== Text section ==
---*---
# [SOLVED] USB and Blue Screen of Death



## mtree (Feb 7, 2008)

I seem to have a problem with my USB slots. I use these USB slots for my mouse, my printer and my Zboard all with no problems. When I connect them to a storage device however I occasionally get the blue screen of death. The 16G MP3 player will sometimes cause the crash, but not often. The digital camera will also sometimes cause the problem, especially if I download many files. Then bought a TrekStor 500GB external Hard Drive 3.5 and if I start transfering large amounts of data I always get the Blue Screen. It is a KERNEL_STACK_INPAGE_ERROR. See attachment for photo of entire error. 

I have tried plugging the TrekStor into other USB slots but I get the same blue screen. 

Anyone have any ideas what I should do? :4-dontkno

Thanks.

AMD Athlon 64x2 Dual core 3800+
2.01 GHz, 2.00 GB RAM
Gigabyte GA-M51GM-S2G Motherboard.
XP 2 Pro


----------



## Deleted090308 (Jan 25, 2007)

*Re: USB and Blue Screen of Death*

Hi, welcome to TSF. :wave:

Could be a faulty drive, but a virus infection is more likely to be the cause.

Have you scanned the drive and Windows for malware?

http://support.microsoft.com/?kbid=228753&sd=RMVP


----------



## mtree (Feb 7, 2008)

*Re: USB and Blue Screen of Death*

Thanks. I was looking at this and they were talking about parameters. "If either the first or third parameter is not zero, then the following definition apply:" What do they mean by "parameter" I have stop 0x00000077 (0xc0000185, 0xc0000185, 0x00000000, 0x00BDE000) . So would 0x00000077 be the first parameter??? 

Thanks for the help.
---*---
== Supplied records ==
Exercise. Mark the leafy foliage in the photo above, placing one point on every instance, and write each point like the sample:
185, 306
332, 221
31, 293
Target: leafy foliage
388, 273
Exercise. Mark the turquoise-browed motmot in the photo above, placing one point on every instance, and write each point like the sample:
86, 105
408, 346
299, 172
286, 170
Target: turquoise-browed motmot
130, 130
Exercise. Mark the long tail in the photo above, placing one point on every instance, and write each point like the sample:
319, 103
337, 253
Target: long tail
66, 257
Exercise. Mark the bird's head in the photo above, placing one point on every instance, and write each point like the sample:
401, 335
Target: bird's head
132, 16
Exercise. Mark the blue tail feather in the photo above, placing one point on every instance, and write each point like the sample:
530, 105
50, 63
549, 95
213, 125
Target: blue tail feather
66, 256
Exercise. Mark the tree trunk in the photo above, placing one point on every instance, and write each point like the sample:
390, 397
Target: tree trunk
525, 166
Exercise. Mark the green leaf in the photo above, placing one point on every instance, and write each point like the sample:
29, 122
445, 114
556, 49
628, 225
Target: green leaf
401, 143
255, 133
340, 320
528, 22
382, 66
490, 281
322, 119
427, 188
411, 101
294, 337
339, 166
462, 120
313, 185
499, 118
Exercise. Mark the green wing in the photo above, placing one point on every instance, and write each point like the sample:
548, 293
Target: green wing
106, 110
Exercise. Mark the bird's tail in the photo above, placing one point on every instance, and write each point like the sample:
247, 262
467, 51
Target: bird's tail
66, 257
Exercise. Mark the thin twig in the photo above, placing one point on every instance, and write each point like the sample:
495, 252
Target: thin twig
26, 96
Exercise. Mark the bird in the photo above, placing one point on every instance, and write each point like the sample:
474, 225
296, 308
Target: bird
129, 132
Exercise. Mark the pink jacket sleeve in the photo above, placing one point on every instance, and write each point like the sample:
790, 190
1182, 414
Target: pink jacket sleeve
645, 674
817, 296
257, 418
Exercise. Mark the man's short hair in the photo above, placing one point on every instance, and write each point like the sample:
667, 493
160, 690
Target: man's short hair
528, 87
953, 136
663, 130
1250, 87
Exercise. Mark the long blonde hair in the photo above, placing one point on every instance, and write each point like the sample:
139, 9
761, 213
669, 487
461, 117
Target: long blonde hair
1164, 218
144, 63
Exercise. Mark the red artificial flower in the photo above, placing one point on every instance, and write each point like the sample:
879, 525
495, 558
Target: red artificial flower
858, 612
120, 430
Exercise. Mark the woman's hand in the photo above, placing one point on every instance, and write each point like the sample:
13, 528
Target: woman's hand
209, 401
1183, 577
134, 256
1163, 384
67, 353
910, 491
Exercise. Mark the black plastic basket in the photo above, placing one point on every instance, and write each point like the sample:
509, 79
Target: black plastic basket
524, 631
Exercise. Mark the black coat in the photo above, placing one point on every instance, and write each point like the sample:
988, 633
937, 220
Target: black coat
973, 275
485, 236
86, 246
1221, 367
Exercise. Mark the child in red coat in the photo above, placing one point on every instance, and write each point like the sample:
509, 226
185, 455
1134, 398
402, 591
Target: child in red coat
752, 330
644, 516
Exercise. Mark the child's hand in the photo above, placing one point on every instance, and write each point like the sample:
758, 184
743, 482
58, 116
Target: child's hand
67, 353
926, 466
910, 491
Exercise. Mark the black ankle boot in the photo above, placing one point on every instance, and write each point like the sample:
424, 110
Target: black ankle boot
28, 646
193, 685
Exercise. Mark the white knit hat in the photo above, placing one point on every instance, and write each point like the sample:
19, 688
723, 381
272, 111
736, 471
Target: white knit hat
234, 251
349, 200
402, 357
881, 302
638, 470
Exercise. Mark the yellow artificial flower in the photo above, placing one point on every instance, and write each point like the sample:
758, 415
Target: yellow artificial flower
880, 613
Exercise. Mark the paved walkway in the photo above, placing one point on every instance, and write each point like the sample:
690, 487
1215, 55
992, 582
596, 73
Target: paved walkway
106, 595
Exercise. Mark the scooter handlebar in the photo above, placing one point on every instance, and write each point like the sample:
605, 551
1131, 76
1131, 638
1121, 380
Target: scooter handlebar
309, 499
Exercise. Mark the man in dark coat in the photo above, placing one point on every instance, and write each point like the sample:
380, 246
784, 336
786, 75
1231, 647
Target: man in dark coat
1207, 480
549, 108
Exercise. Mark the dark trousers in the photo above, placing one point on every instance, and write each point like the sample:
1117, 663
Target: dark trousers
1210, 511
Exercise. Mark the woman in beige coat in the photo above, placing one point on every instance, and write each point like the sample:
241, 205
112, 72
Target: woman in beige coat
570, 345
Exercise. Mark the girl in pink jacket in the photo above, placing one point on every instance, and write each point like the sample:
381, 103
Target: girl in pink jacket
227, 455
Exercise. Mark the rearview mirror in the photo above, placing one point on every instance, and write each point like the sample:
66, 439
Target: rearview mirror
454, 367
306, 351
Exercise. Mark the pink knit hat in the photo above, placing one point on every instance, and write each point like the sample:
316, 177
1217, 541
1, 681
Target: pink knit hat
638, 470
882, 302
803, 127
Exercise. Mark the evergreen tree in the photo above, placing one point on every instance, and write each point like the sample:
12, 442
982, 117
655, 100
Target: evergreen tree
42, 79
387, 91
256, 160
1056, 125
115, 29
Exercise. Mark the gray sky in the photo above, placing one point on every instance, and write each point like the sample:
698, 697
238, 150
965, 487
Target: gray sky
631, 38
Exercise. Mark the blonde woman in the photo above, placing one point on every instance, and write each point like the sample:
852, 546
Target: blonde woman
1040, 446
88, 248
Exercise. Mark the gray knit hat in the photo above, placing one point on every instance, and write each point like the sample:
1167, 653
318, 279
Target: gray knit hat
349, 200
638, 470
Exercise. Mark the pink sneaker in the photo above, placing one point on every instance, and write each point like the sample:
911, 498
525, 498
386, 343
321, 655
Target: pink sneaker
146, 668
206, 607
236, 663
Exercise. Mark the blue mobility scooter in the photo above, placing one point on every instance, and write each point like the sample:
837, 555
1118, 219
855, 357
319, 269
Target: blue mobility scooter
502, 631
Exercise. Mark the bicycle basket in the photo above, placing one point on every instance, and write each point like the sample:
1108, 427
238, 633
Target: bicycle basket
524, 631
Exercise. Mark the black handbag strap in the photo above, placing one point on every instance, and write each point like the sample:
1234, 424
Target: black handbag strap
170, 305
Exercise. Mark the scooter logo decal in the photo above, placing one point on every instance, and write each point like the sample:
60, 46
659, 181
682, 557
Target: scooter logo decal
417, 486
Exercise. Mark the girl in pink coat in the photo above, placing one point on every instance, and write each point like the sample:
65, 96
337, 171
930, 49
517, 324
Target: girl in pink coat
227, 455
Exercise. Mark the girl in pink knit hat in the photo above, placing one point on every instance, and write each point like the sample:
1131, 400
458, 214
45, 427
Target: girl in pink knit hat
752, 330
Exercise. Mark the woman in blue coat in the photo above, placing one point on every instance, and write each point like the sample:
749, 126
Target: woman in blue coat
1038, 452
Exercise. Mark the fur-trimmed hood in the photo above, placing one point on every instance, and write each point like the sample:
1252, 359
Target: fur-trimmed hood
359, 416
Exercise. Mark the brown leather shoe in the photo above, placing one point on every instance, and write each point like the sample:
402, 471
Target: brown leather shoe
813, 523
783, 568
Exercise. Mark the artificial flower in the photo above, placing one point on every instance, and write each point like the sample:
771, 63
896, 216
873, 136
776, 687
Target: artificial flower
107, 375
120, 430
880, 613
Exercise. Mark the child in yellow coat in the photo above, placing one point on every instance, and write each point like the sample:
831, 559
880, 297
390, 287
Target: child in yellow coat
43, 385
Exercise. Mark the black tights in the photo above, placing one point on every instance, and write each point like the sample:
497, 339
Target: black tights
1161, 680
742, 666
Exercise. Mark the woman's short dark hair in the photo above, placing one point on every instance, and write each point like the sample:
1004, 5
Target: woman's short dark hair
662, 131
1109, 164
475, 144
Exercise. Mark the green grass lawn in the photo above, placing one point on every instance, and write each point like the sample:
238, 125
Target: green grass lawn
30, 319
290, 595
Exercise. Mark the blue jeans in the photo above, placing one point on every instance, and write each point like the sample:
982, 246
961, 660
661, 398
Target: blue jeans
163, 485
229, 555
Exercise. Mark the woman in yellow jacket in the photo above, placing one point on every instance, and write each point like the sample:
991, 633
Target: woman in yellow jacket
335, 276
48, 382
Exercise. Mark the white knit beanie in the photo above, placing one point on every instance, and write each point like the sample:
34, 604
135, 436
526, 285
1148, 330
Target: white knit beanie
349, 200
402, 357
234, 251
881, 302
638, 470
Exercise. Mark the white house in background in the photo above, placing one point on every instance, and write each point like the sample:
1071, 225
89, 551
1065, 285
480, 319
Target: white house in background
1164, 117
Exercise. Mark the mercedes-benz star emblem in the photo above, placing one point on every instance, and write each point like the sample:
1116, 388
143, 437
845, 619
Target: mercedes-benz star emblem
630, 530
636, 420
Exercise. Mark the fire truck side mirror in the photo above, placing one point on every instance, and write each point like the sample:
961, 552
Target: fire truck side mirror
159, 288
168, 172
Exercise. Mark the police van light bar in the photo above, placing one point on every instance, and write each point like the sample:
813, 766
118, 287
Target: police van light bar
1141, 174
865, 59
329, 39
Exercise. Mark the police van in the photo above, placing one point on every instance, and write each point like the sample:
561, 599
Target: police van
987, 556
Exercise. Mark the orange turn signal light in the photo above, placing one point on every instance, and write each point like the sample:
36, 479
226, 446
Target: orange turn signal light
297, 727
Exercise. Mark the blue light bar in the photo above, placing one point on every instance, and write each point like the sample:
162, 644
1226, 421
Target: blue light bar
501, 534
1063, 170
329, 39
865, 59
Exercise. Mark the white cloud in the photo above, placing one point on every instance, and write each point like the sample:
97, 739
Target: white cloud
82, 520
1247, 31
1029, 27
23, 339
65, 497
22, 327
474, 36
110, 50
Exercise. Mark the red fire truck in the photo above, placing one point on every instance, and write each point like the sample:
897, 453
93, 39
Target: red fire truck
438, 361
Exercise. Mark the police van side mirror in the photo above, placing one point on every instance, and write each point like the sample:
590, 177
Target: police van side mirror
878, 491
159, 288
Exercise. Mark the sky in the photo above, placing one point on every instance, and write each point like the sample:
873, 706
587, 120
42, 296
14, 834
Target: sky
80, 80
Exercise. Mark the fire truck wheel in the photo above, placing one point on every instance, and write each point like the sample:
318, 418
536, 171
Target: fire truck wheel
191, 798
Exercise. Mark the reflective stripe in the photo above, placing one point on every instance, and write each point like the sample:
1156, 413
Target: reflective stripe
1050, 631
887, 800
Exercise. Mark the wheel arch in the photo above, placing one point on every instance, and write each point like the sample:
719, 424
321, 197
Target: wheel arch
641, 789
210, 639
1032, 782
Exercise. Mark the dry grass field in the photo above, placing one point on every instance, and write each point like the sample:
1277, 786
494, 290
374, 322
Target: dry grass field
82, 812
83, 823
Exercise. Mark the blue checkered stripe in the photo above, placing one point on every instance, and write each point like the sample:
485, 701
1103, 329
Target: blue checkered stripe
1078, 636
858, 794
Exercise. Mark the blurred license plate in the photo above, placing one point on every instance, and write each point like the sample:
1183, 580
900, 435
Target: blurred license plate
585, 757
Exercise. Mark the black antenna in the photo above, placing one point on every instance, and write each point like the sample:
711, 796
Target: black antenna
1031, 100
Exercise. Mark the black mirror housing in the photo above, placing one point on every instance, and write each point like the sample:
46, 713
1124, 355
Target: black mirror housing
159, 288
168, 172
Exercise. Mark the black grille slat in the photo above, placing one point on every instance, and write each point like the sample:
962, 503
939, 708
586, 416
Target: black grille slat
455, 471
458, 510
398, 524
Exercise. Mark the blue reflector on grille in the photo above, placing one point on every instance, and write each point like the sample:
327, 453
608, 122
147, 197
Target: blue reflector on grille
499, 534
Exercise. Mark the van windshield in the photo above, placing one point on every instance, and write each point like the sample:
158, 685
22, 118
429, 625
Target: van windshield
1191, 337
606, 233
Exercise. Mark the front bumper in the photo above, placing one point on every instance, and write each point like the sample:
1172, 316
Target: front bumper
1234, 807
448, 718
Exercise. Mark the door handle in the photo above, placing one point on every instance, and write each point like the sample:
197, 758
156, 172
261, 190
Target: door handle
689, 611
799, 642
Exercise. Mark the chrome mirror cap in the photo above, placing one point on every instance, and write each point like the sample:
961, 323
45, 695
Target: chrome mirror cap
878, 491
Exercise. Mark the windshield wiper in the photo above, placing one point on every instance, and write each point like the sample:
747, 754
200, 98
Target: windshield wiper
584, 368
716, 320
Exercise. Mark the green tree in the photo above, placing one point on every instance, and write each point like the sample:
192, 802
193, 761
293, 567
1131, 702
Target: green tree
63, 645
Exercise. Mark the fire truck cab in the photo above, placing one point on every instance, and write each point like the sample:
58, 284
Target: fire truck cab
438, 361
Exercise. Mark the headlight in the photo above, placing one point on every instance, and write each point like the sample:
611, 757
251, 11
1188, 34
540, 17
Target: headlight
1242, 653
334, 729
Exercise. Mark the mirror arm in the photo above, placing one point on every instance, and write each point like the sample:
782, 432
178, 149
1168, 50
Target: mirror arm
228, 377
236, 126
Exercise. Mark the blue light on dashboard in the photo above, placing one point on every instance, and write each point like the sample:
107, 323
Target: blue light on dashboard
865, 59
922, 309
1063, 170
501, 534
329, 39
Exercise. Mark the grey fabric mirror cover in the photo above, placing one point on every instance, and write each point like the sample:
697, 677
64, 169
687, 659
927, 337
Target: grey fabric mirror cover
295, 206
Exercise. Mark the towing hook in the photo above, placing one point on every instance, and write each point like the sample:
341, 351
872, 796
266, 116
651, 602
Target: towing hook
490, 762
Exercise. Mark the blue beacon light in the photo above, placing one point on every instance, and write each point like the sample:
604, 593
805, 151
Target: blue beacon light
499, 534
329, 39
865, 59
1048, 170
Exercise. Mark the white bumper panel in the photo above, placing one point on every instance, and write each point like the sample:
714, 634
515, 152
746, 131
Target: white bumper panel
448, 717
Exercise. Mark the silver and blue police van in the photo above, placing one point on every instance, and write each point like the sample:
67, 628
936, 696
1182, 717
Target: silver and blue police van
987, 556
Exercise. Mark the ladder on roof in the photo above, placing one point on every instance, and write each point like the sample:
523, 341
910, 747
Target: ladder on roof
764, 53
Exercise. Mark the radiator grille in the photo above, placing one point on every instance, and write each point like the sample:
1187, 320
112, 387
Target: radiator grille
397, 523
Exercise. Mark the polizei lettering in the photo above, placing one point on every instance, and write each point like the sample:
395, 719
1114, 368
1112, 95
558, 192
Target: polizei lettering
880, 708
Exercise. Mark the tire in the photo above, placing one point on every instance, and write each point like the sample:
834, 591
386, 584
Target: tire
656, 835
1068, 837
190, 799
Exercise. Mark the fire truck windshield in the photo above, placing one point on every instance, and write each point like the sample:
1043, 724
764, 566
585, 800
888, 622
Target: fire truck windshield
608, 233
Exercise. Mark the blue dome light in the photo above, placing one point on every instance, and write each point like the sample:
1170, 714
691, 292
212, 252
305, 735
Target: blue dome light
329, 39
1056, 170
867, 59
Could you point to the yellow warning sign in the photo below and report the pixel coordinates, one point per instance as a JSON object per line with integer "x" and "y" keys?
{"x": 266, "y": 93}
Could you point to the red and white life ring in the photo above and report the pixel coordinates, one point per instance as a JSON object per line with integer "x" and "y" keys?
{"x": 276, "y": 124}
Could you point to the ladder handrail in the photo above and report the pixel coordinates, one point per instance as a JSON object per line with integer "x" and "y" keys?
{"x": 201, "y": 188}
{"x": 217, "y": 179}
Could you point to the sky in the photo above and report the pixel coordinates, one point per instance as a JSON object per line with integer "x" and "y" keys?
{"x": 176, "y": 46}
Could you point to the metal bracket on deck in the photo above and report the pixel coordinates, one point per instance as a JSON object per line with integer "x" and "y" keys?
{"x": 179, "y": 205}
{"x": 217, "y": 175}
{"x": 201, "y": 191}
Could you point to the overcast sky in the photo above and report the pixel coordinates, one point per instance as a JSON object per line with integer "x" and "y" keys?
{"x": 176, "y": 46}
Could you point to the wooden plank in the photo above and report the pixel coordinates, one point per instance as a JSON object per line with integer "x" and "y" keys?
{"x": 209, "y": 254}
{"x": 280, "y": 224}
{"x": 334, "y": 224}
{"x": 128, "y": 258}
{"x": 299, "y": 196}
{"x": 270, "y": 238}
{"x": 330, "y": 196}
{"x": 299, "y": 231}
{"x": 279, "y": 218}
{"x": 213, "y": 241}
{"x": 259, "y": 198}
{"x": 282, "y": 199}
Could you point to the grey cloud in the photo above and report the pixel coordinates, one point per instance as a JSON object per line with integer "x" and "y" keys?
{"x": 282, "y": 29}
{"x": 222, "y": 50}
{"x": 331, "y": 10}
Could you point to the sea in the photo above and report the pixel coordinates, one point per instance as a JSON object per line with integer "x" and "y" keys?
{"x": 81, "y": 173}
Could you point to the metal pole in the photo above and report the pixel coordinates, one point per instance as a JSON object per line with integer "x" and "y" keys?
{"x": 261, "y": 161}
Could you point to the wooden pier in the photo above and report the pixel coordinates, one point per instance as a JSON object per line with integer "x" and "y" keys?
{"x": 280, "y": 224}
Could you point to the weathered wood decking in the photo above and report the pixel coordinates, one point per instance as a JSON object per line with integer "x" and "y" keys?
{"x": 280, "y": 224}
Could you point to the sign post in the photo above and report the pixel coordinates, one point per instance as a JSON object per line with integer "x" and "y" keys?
---*---
== Exercise prompt ==
In the forum thread about USB and the Blue Screen of Death, which devices does the first post say have caused the blue screen when connected by USB?

== Solution to the problem ==
- The 16G MP3 player
- The digital camera
- The TrekStor 500GB external Hard Drive 3.5